[start of Supplied data]
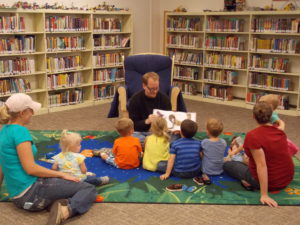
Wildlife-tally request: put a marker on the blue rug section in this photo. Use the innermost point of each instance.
(100, 168)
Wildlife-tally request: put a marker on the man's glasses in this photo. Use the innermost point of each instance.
(153, 89)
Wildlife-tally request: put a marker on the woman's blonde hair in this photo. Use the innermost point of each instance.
(68, 139)
(159, 128)
(5, 115)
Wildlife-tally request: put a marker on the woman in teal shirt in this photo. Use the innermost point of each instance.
(30, 186)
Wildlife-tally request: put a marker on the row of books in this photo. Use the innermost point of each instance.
(108, 75)
(17, 66)
(111, 41)
(253, 97)
(17, 44)
(225, 43)
(225, 60)
(281, 45)
(64, 80)
(185, 72)
(269, 81)
(108, 59)
(276, 25)
(184, 40)
(104, 91)
(10, 24)
(216, 24)
(186, 87)
(68, 97)
(14, 85)
(186, 57)
(60, 64)
(221, 76)
(66, 23)
(184, 24)
(102, 24)
(268, 63)
(55, 43)
(217, 92)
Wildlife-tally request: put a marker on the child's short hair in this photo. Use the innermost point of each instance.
(214, 127)
(124, 126)
(262, 112)
(271, 99)
(68, 139)
(159, 127)
(188, 128)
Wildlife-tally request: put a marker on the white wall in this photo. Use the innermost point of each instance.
(148, 16)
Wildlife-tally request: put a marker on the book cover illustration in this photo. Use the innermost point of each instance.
(174, 119)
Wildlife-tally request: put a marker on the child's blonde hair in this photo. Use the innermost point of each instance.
(271, 99)
(124, 126)
(159, 128)
(214, 127)
(68, 139)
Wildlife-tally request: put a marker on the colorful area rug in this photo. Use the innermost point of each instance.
(141, 186)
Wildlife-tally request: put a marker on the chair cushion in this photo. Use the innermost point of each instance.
(137, 65)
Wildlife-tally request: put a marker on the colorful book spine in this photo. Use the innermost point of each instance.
(112, 24)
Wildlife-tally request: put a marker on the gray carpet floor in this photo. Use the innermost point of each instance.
(94, 118)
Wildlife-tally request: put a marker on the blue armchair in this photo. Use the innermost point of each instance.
(135, 67)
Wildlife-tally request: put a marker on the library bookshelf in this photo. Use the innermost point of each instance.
(233, 58)
(64, 59)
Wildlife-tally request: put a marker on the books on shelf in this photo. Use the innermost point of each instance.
(221, 76)
(108, 59)
(174, 119)
(233, 43)
(184, 40)
(17, 44)
(277, 45)
(269, 81)
(104, 91)
(63, 43)
(14, 85)
(60, 64)
(107, 24)
(68, 97)
(216, 24)
(108, 75)
(111, 41)
(185, 72)
(66, 23)
(17, 65)
(186, 57)
(276, 25)
(184, 24)
(64, 80)
(217, 92)
(268, 63)
(225, 60)
(253, 98)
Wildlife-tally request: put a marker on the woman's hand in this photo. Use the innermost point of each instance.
(265, 199)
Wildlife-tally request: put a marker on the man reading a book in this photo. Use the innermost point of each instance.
(141, 105)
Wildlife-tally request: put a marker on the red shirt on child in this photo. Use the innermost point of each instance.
(274, 144)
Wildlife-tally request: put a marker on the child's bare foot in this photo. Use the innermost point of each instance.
(104, 156)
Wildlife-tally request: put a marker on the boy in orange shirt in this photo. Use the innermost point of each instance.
(127, 150)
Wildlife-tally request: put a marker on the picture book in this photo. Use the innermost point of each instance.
(174, 119)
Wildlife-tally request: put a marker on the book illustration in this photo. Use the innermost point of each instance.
(174, 119)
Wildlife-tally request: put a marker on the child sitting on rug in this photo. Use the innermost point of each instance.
(156, 145)
(72, 162)
(127, 150)
(213, 150)
(273, 100)
(184, 160)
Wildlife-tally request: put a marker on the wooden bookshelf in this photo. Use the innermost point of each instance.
(50, 55)
(233, 58)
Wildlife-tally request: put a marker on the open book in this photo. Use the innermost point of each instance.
(174, 119)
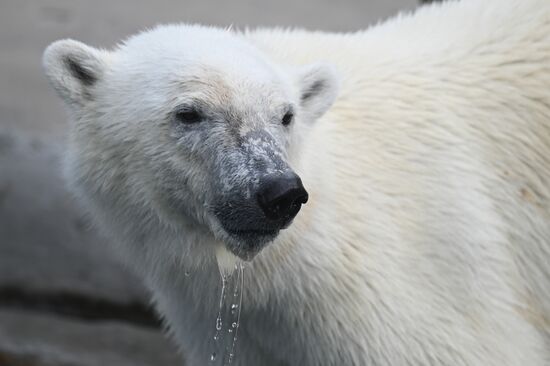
[end of Supplied data]
Please count the lines in the data above that contain the string "blonde", treating case as significant, and reply with the number only.

• _Answer in full_: 2